*Défis*:
a. Les affirmations suivantes concordent-elles avec le texte sur Ineos-Grenadiers ? (i) L'équipe a été fondée en 2010. (ii) Entre 2012 et 2019, Ineos a remporté les huit Tours. (iii) Depuis 2020, l'équipe compte deux podiums en trois éditions. Répondez par oui ou non et citez les mots décisifs du texte.
b. D'après le texte sur Ineos-Grenadiers, pourquoi trois années sans victoire au Tour de France représentent-elles une sécheresse marquante pour cette équipe ?

*Segment de texte*:

━━━━━━━━━━━━━━━━━━━━━━━━━━━━━━

Les Ineos-Grenadiers ont toujours le plus gros budget du cyclisme, et ils ont toujours l'un des effectifs les plus profonds du peloton, mais le plus grand prix du sport leur échappe maintenant depuis trois années consécutives – la plus longue sécheresse dans l'histoire d'une équipe fondée en 2010 avec la victoire du Tour de France comme raison d'être. Et il est peu probable que la sécheresse prenne fin en 2023.

Entre 2012 et 2019, Ineos (anciennement Team Sky), a remporté sept des huit Tours avec quatre coureurs différents. Depuis le début de l'ère Tadej Pogačar en 2020, leur tableau de bord affiche deux podiums en trois éditions. Plus troublant, le talent générationnel de Pogačar n'est pas le seul obstacle qui se dresse devant eux – en juillet, au moins, Ineos a été fermement dépassé par Jumbo-Visma.

━━━━━━━━━━━━━━━━━━━━━━━━━━━━━━

*Segment de données*:
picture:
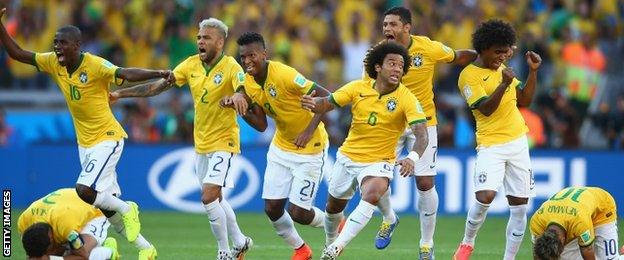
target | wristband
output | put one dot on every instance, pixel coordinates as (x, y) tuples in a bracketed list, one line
[(413, 156)]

━━━━━━━━━━━━━━━━━━━━━━━━━━━━━━

*Tâches résolues*:
a.
(i) Oui : « une équipe fondée en 2010 ».
(ii) Non : « a remporté sept des huit Tours ».
(iii) Oui : « leur tableau de bord affiche deux podiums en trois éditions ».

b. L'équipe a été fondée en 2010 avec la victoire du Tour de France comme raison d'être. Ces trois années consécutives sans ce titre constituent la plus longue sécheresse de son histoire.